> [AIM]
Please copy out all of the data below word for word, leaving the pictures out.

(Records from a collection)
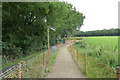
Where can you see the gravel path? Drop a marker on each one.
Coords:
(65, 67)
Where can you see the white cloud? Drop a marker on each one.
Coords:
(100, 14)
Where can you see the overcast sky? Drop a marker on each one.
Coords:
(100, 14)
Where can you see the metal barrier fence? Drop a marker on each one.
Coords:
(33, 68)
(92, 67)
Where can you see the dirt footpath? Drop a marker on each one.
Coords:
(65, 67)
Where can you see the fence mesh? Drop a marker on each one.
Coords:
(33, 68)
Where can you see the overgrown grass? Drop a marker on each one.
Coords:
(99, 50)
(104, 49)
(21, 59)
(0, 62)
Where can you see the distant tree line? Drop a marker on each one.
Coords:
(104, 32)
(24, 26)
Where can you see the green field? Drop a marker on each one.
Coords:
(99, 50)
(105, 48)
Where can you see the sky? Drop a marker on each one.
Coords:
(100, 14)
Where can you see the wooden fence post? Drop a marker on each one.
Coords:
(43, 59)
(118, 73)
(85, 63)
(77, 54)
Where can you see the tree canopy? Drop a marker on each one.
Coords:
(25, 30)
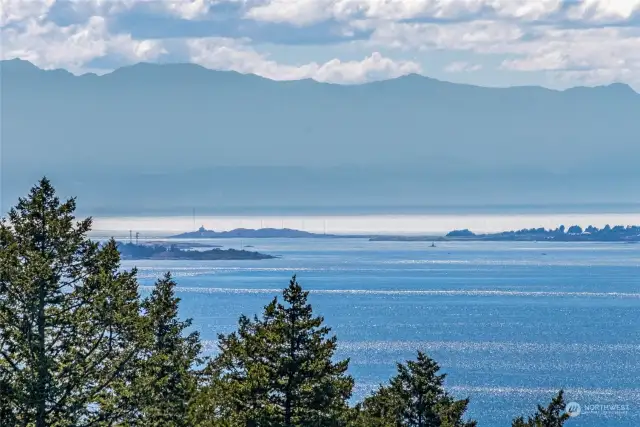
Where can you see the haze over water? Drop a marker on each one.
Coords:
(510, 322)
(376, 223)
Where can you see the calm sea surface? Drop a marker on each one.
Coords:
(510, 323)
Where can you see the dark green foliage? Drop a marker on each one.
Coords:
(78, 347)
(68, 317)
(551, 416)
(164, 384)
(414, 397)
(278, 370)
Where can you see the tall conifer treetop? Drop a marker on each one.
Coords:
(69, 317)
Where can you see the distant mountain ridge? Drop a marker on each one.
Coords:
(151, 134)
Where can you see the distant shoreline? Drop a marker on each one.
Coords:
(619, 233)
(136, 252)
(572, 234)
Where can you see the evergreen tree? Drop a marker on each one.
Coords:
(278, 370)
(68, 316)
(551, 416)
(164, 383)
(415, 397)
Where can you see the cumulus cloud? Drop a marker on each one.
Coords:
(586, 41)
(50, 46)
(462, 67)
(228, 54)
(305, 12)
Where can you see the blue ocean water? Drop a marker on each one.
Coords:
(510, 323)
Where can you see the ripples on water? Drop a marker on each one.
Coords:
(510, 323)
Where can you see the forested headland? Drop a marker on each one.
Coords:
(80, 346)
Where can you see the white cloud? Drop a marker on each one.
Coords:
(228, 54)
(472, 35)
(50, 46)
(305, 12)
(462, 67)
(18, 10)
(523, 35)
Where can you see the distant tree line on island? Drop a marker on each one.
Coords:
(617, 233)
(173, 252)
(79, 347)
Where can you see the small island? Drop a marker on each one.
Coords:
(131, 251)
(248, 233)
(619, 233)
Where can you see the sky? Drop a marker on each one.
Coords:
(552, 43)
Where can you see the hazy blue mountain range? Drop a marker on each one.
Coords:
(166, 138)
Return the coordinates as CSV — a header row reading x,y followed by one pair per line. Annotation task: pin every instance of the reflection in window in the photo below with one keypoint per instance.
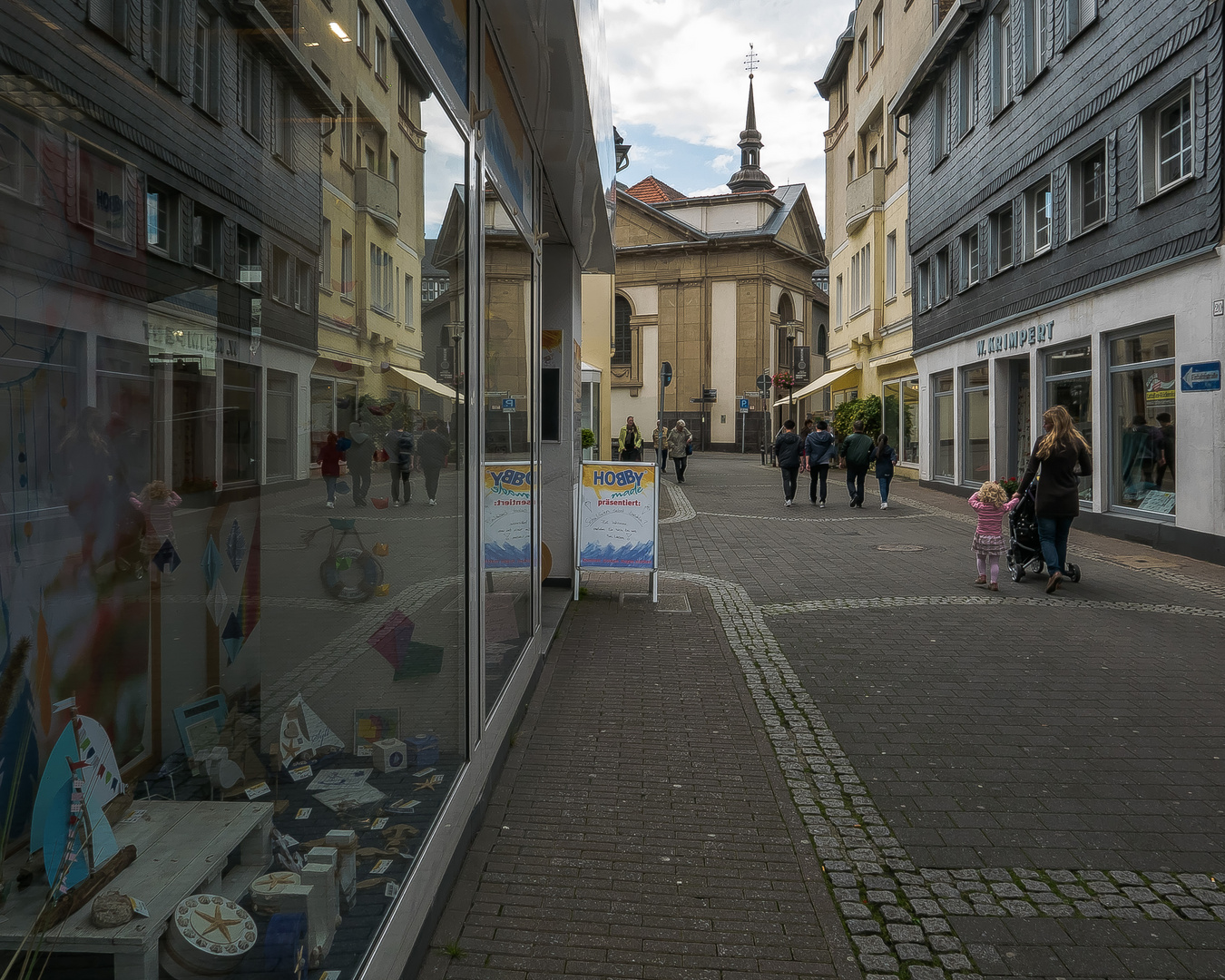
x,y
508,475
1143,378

> [TASK OUTPUT]
Where can you see the gravel path? Drop a marker on each one.
Coords:
(65, 67)
Where can you see the white cloud? Drop a marker on each one.
Coords:
(100, 14)
Where can you see the overcast sky? Drop a marker on each one.
Coords:
(100, 14)
Where can you see the metal barrier fence? Drop a marker on each one.
Coords:
(33, 68)
(92, 67)
Where can you see the dirt footpath? Drop a marker on each one.
Coords:
(65, 67)
Where can you see the fence mesh? Drop a marker on each one.
Coords:
(33, 68)
Where can you see the overgrown grass? Drop a marker on each one.
Coords:
(99, 50)
(104, 49)
(21, 59)
(0, 62)
Where can you see the distant tree line? Drop a marker on each one.
Coords:
(104, 32)
(24, 26)
Where can you see the green field? Drop a marker on each one.
Coords:
(99, 50)
(105, 48)
Where can you see the sky? Drop a marker on each one.
Coords:
(100, 14)
Where can you see the wooden fence post? Drop a marker on each one.
Coords:
(43, 59)
(118, 73)
(85, 63)
(77, 54)
Where can you see the tree canopy? Drop a marker on each one.
Coords:
(25, 30)
Where can you see the haze over water? Drop a marker on each one.
Coords:
(510, 322)
(376, 223)
Where can you see the calm sea surface? Drop a marker on each one.
Coords:
(510, 323)
Where can you see the dark green foliage? Drop a marker on each one.
Coords:
(78, 347)
(68, 317)
(551, 416)
(164, 384)
(414, 397)
(278, 370)
Where can you see the tall conifer treetop? Drop a marker on each one.
Coords:
(69, 317)
Where can you see the distant mountain ridge? Drop a marker on each one.
Coords:
(151, 134)
Where can you see the distant shoreline? Drop a marker on each one.
Coords:
(619, 233)
(136, 252)
(572, 234)
Where can you see the evergreen tree? Drop a marker on each one.
Coords:
(278, 370)
(68, 316)
(551, 416)
(164, 383)
(415, 397)
Where can you see the cumulus cloud? Drop a marker on each one.
Coords:
(586, 41)
(50, 46)
(462, 67)
(228, 54)
(305, 12)
Where can you see the blue ocean water? Drop a marker on each one.
Coords:
(510, 323)
Where can you see the ripples on water? Drop a marker on each one.
Coords:
(510, 323)
Where can you see the forested headland? Drop a marker on each one.
Coords:
(80, 346)
Where can you see the white cloud? Drop a marker on each one.
Coords:
(228, 54)
(472, 35)
(50, 46)
(305, 12)
(462, 67)
(18, 10)
(523, 35)
Where can you see the distant tree line on island? Drop a marker on each one.
Coords:
(617, 233)
(173, 252)
(79, 347)
Where can you see the small island? Drop a marker on each one.
Coords:
(131, 251)
(248, 233)
(619, 233)
Where can you see the sky? Drop a marker on each one.
Coords:
(552, 43)
Where can you see the hazy blue mountain range? Drop a marker on each one.
Coords:
(166, 138)
Return the coordinates as CSV — a header row reading x,y followed by one pair per line. Annotation task: pin every instance of the reflection in window in the photo below with one keypoint per instance.
x,y
508,475
1143,378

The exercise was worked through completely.